SOLIDARITEIT TUSSEN MENS EN MILIEU

Dames en heren,

In de politiek gaat het niet alleen om het nu. Maar ook om het straks.

Condities scheppen voor mensen om een goed leven op te bouwen. Niet alleen de huidige generaties. Maar ook komende generaties. Dat is waar politiek om draait.

Die condities zijn materieel: werk, inkomen, bestaanszekerheid. En immaterieel: vrijheid, veiligheid, gezondheid, een schoon leefmilieu.

Over dat laatste thema wil ik het vandaag met u hebben.

Dames en heren,

Een klein berichtje in de krant, een paar weken geleden. Vorig jaar is in het Amazonegebied in Brazilië een stuk regenwoud gekapt dat bijna net zo groot is als Nederland.

En die ontbossing gaat jaar na jaar door.

We kennen allemaal de beelden van smeltende gletsjers op Groenland. En de satellietbeelden van het gat in de ozonlaag.

En om even dichtbij huis te blijven. Toen ik werd geboren – in 1956 – was de kans op een Elfstedentocht één op vier. Toen mijn dochter werd geboren – in 1999 – was die kans geslonken tot één op tien.

Een enorme verandering in één generatie.

Deze voorbeelden laten zien dat dit vraagstuk alle mensen op aarde verbindt.

De tropische woudreus uit Brazilië eindigt als sjieke tuinstoel op een terras in Amerika of Europa. De gletsjers op de Noordpool smelten door activiteiten die vele duizenden kilometers verderop plaatsvinden. Net zoals de zeespiegel voor onze kust stijgt door smeltende ijskappen duizenden kilometers bij ons vandaan.

Verwaarlozing van milieubelangen werkt altijd als een boemerang. Een boemerang die terugslaat op ons welzijn, ons levensgeluk, onze welvaart en onze gezondheid.

Volgens de Verenigde Naties sterven er in de wereld jaarlijks meer dan drie miljoen mensen aan vervuild drinkwater.

En onderzoekers schatten dat de bijdrage van milieufactoren aan de totale ziektelast in Nederland wel eens 12 procent zou kunnen bedragen.

En gezond leefmilieu is dus een basisvoorwaarde voor een goed leven op aarde.

De aarde en de natuur hebben we in bruikleen. We mogen er gebruik van maken. Maar we moeten dat kostbare geschenk ook weer in goede staat overdragen aan volgende generaties. Zodat ook zij een leven in veiligheid, gezondheid en voorspoed kunnen opbouwen.

Dat is wat ik versta onder duurzaamheid: In het ‘hier en nu’ steeds goed rekening houden met het ‘daar en straks’.

Dat is de waarde van rentmeesterschap, die in onze cultuur heel oude – deels bijbelse, deels klassieke – wortels heeft.

Onder meer Thomas van Aquino heeft prachtige dingen geschreven over de ‘bonum commune’; het harmonisch samenleven van mensen, dieren en planten. De solidariteit tussen mens en natuur.

· · · · ·

• [Opdrachten]
**A.** Stemmen de volgende uitspraken overeen met de toespraak over mens en milieu? (i) De spreker is in 1956 geboren. (ii) Volgens de Verenigde Naties sterven er jaarlijks meer dan tien miljoen mensen aan vervuild drinkwater. (iii) Het stuk regenwoud dat vorig jaar in Brazilië werd gekapt, was groter dan Nederland. Beantwoord elke uitspraak met ja of nee en citeer de beslissende woorden uit de tekst.
**B.** Hervat de toespraak over mens en milieu na de laatste zin ervan.

Annotatiegegevens van kaders in afbeeldingen:
· · · · ·

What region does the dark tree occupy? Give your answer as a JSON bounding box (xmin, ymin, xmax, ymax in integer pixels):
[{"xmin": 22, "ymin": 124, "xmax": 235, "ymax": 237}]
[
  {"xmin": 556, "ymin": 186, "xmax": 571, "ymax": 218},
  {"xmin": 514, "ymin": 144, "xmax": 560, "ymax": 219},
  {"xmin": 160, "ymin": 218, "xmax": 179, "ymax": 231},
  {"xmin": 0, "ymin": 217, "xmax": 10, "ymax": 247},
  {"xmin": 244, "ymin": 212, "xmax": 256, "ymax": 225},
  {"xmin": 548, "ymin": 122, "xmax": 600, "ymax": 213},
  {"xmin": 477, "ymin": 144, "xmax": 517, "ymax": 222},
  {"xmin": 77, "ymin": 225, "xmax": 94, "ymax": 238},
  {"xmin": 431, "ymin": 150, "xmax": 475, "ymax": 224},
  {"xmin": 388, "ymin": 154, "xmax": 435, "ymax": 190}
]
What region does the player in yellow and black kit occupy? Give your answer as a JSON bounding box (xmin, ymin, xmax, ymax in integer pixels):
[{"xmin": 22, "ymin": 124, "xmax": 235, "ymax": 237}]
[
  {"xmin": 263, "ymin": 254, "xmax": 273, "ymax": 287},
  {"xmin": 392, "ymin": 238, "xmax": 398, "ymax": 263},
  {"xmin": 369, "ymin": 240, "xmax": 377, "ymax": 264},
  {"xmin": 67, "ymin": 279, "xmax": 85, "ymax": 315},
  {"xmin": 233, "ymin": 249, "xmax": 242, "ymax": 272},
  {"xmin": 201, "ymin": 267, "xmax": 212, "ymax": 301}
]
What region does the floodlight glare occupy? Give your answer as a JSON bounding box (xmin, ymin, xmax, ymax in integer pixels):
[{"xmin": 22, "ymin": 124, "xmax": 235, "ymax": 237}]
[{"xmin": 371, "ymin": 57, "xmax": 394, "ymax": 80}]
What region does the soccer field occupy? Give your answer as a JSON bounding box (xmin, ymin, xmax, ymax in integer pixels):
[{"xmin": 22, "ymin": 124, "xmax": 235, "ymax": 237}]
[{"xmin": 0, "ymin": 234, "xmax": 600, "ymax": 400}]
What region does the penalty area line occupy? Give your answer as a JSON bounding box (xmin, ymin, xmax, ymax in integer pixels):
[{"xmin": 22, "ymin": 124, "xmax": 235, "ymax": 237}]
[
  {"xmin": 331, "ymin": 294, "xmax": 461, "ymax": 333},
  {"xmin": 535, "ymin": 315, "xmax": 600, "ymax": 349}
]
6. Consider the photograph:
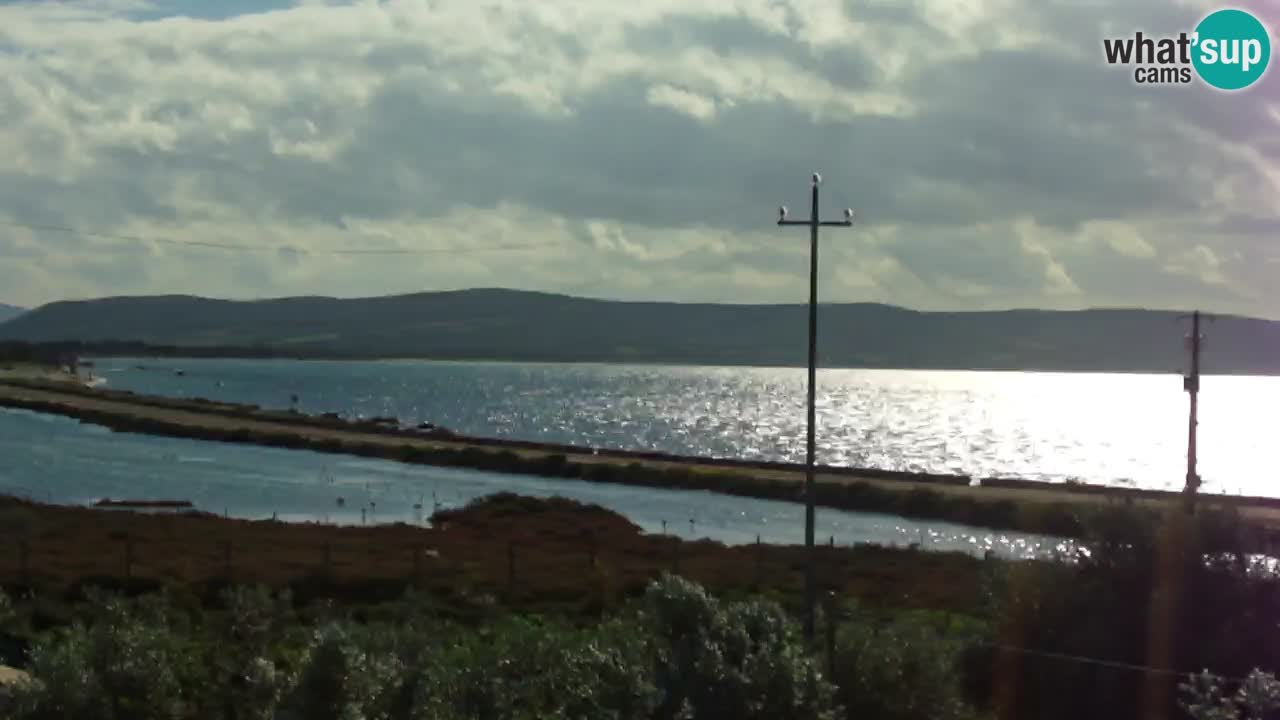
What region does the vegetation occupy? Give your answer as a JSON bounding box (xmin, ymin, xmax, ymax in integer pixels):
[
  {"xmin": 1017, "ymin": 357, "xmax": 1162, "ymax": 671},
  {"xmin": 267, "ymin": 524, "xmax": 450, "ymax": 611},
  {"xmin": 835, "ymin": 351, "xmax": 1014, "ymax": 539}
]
[{"xmin": 0, "ymin": 495, "xmax": 1280, "ymax": 720}]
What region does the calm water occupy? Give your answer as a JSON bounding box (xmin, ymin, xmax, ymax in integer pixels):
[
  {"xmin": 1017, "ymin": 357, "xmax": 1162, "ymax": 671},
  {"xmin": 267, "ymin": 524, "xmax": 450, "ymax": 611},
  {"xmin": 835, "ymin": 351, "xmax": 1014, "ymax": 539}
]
[
  {"xmin": 96, "ymin": 359, "xmax": 1280, "ymax": 496},
  {"xmin": 0, "ymin": 409, "xmax": 1068, "ymax": 557}
]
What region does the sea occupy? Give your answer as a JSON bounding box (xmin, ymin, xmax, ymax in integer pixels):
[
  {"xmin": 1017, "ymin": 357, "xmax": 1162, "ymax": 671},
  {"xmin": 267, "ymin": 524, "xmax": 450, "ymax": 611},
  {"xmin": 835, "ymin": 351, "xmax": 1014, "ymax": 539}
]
[{"xmin": 0, "ymin": 357, "xmax": 1280, "ymax": 557}]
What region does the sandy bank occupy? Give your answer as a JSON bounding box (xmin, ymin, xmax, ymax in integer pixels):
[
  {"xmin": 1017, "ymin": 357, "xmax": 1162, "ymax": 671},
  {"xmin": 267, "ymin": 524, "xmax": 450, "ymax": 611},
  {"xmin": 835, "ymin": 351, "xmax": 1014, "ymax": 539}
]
[{"xmin": 0, "ymin": 379, "xmax": 1280, "ymax": 537}]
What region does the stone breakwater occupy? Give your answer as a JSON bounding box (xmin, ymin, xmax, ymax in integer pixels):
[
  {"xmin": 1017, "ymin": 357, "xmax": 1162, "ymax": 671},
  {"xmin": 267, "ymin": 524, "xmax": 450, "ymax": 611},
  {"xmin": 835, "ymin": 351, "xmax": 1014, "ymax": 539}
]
[{"xmin": 0, "ymin": 380, "xmax": 1280, "ymax": 542}]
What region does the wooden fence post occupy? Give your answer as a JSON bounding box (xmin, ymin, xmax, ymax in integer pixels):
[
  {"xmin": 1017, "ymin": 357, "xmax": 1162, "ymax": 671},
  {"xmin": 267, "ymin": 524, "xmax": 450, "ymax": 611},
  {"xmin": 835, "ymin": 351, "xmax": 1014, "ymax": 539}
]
[
  {"xmin": 507, "ymin": 541, "xmax": 516, "ymax": 597},
  {"xmin": 827, "ymin": 592, "xmax": 837, "ymax": 679},
  {"xmin": 18, "ymin": 538, "xmax": 31, "ymax": 587},
  {"xmin": 754, "ymin": 536, "xmax": 764, "ymax": 589}
]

· · · · ·

• [Uitkomsten]
**A.**
(i) Ja: "Toen ik werd geboren – in 1956 – was de kans op een Elfstedentocht één op vier."
(ii) Nee: "sterven er in de wereld jaarlijks meer dan drie miljoen mensen aan vervuild drinkwater."
(iii) Nee: "een stuk regenwoud gekapt dat bijna net zo groot is als Nederland."

**B.**
Voor mij is rentmeesterschap een kernwaarde. In het maatschappelijk leven en in de politiek.

Als welvarend, ontwikkeld land hebben we een bijzondere verantwoordelijkheid om – samen met onze Europese partners – actief en concreet bij te dragen aan een mondiale ‘bonum commune’.

Nu herinnert u zich misschien het beeld dat een tijdje terug in de kranten stond. De kaart van Europa. Met een dikke walm precies boven onze Randstad.

Dat beeld gaf de concentratie fijnstof in de lucht aan.

Hoe zit dat? Is Nederland de smeerpoets van Europa?

Nee dat zijn we niet. Want van dat fijnstof boven onze Randstad komt twee derde van over onze grens aanwaaien. Terwijl de luchtvervuiling die wij produceren weer deels bij de buren terechtkomt.

Dat geeft aan dat Europese samenwerking absoluut nodig is om hier iets aan te doen.

Nederland heeft bij uitstek belang bij een ambitieus Europees milieubeleid en bij stevige internationale afspraken. We liggen in een van de dichtstbevolkte en sterkst geïndustrialiseerde regio’s ter wereld.

We heten niet voor niets Nederland. Laaggelegen in de delta. Klimaatverandering en zeespiegelstijging hebben op weinig landen zoveel impact als op ons.

Vandaar dat Nederland zich op alle terreinen inzet voor duurzaamheid. Voor een goede balans tussen ecologische, sociale en economische belangen.

Hoe staan we er momenteel voor?

In één zin samengevat: het gaat beter met het milieu, maar die verbetering gaat niet snel genoeg.

Een paar feiten.

Terwijl onze economie groeit, neemt de druk op het milieu af. Er is één belangrijke uitzondering, en dat is de uitstoot van CO2.

We verdienen ons brood op een relatief schone manier. De vervuiling die we produceren per verdiende euro behoort tot de gunstigste van Europa.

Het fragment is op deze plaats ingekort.